Sten Rudberg (13 September 1917 – 22 October 1996) was a Swedish geologist and geomorphologist. He was the son of Gunnar Rudberg. Sten Rudberg was appointed chair professor of the Göteborg University in 1958 after incumbent professor Karl-Erik Bergsten moved to Lund University. In 1959 Rudberg was elected into the Royal Society of Sciences and Letters in Gothenburg. Subsequently, in 1961 Rudberg's professorship was transformed into a professorship in Physical geography. In 1964 Rudberg went to head the department of Physical geography after the Geography department of the Göteborg University was dissolved and Human geography formed its own department. Rudberg remained professor in Gothenburg until 1984.

========================================

• _REQUIREMENT 1_
In the Sten Rudberg biography, quote the passage between "Sten Rudberg (13" and "Gothenburg until 1984.", inclusive.
• _REQUIREMENT 2_
According to the Sten Rudberg biography, how did Rudberg come to head the department of Physical geography in 1964?
• _REQUIREMENT 3_
Proceed with the Sten Rudberg biography from its final sentence onward.

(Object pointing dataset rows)
========================================

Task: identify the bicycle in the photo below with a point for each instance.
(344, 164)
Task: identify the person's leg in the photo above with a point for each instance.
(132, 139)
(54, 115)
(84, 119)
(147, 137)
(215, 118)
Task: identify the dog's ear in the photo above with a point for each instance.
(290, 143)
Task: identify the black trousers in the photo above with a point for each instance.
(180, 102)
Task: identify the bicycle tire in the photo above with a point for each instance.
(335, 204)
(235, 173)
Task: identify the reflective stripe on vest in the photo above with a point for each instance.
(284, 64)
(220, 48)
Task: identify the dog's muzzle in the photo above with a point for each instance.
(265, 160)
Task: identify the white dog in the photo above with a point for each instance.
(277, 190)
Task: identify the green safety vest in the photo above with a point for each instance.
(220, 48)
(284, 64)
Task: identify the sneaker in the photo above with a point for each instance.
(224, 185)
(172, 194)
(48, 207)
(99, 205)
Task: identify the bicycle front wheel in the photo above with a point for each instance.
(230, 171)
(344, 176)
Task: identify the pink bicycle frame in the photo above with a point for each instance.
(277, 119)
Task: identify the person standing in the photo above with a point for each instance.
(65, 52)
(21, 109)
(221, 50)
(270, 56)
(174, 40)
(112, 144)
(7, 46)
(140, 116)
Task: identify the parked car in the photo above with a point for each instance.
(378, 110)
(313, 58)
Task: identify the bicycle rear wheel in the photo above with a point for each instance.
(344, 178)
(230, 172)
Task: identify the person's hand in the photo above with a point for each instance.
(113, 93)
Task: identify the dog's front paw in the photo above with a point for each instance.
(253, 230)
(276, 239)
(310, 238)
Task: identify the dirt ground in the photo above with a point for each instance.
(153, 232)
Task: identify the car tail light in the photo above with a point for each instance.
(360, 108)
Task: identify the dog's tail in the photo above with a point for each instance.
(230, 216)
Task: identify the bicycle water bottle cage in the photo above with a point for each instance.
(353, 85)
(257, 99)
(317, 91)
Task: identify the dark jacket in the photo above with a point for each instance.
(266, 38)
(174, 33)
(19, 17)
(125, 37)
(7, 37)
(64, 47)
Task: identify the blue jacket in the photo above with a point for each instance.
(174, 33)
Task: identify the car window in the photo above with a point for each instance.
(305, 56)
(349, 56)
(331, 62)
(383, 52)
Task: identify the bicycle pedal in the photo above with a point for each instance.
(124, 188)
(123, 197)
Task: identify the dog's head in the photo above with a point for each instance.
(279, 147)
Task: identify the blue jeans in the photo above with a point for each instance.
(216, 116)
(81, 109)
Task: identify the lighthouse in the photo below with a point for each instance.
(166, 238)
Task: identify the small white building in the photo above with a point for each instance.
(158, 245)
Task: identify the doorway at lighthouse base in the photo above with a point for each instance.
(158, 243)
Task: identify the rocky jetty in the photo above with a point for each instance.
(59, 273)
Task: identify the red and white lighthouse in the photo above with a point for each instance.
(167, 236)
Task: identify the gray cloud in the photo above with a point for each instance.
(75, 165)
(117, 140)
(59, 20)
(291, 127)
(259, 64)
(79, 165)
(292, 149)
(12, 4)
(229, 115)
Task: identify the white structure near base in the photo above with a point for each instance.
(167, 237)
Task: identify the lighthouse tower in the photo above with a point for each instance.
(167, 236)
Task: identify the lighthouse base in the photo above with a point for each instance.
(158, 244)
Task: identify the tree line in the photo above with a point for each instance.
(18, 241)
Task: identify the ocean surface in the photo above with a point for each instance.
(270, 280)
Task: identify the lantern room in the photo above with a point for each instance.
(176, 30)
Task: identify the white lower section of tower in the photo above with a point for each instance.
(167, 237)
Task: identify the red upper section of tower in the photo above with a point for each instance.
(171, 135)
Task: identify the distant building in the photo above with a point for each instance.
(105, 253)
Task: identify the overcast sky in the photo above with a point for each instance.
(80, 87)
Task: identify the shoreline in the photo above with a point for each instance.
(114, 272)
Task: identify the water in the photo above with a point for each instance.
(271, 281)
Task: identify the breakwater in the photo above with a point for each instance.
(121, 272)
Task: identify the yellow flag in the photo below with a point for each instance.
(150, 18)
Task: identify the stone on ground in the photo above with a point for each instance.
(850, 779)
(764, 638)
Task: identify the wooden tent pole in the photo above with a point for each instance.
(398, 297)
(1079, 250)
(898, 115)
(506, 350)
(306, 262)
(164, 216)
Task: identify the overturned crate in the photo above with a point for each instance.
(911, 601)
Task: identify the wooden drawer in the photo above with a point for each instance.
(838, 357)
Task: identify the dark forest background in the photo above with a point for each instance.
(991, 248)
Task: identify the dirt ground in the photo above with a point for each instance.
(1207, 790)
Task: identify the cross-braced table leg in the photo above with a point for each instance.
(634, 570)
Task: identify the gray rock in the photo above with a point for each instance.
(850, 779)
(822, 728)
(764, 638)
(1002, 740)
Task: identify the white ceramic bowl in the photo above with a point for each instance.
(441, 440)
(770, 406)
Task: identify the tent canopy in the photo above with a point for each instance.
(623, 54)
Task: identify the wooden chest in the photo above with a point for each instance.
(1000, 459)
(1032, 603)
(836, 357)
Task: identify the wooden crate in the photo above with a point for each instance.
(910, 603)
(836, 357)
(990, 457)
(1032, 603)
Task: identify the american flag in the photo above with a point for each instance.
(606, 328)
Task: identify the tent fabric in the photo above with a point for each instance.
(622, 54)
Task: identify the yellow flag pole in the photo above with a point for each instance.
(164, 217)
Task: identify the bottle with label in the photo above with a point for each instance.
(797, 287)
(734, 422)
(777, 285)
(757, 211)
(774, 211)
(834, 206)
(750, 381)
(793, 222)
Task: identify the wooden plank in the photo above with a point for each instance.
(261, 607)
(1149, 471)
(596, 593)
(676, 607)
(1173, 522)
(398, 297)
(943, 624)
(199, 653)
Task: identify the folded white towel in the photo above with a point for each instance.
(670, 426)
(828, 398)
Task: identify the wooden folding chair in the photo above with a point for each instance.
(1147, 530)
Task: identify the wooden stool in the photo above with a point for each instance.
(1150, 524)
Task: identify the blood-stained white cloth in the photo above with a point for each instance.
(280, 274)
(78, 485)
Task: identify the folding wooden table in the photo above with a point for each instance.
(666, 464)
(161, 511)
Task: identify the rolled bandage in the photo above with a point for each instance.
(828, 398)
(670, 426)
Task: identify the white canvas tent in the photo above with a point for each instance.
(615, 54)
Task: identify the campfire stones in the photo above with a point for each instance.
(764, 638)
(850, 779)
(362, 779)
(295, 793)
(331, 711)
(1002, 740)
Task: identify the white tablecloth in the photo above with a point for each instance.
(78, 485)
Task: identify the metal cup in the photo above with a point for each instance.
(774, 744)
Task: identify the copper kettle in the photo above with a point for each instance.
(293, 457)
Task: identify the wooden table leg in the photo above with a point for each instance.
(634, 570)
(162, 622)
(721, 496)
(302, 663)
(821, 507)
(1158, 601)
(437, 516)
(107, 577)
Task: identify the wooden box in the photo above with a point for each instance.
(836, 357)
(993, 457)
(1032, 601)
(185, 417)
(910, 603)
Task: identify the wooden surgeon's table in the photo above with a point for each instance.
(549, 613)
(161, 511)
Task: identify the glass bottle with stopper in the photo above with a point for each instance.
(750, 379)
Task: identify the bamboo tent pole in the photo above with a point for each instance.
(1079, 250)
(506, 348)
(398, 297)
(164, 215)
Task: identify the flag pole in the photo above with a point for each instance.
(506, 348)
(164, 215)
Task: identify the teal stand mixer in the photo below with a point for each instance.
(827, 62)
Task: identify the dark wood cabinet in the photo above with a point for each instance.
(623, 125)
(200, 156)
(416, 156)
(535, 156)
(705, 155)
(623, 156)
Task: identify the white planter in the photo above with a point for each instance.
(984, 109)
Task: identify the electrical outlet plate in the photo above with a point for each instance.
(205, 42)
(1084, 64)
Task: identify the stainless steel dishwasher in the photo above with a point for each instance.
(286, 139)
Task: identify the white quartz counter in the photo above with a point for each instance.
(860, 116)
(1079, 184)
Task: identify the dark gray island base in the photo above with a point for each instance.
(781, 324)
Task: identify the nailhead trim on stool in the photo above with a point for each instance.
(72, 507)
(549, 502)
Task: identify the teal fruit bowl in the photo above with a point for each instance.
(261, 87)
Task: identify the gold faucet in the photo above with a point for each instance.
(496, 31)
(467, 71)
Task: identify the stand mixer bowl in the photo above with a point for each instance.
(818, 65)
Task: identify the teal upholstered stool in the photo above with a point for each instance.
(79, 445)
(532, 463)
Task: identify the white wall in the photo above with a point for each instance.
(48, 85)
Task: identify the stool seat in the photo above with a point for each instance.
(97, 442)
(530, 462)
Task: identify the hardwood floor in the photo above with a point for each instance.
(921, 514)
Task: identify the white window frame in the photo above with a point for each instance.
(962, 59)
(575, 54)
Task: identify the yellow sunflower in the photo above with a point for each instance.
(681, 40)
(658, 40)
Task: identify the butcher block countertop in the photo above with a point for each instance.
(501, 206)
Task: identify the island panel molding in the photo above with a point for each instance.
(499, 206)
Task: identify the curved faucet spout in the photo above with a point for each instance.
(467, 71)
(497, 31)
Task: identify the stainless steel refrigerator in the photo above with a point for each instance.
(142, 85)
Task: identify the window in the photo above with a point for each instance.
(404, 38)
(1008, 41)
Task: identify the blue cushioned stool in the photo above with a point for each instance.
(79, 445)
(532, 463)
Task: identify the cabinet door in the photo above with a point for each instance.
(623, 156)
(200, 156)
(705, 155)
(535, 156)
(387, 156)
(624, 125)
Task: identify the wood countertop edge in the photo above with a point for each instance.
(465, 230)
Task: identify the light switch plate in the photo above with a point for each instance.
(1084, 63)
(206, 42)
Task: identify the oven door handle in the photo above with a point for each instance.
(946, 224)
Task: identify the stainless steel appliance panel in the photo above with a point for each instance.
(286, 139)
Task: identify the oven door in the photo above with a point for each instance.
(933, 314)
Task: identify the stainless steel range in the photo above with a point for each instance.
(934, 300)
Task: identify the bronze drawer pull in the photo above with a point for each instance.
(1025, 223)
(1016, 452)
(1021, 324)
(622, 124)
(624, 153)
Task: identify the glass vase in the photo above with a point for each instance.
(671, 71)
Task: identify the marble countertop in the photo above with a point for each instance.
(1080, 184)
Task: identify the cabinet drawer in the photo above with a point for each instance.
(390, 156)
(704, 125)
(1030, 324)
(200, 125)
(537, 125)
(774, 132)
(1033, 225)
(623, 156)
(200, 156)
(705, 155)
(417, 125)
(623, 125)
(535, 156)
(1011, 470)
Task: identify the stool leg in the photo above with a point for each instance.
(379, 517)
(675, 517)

========================================

• _ANSWER 1_
Sten Rudberg (13 September 1917 – 22 October 1996) was a Swedish geologist and geomorphologist. He was the son of Gunnar Rudberg. Sten Rudberg was appointed chair professor of the Göteborg University in 1958 after incumbent professor Karl-Erik Bergsten moved to Lund University. In 1959 Rudberg was elected into the Royal Society of Sciences and Letters in Gothenburg. Subsequently, in 1961 Rudberg's professorship was transformed into a professorship in Physical geography. In 1964 Rudberg went to head the department of Physical geography after the Geography department of the Göteborg University was dissolved and Human geography formed its own department. Rudberg remained professor in Gothenburg until 1984.

• _ANSWER 2_
Göteborg University dissolved its Geography department, and Human geography formed its own department. After that split, Rudberg went to head the department of Physical geography.

• _ANSWER 3_
Rudbergs Ph.D. thesis dealt with the large-scale geomorphology and denudation chronology of Västerbotten in northern Sweden, he subsequently continued to work on large scale geomorphology of Scandinavia while also making scientific contributions dealing with wind erosion, cliff retreat, and periglacial mass movements. While working with large-scale geomorphology Rudberg was not concerned  with tectonics.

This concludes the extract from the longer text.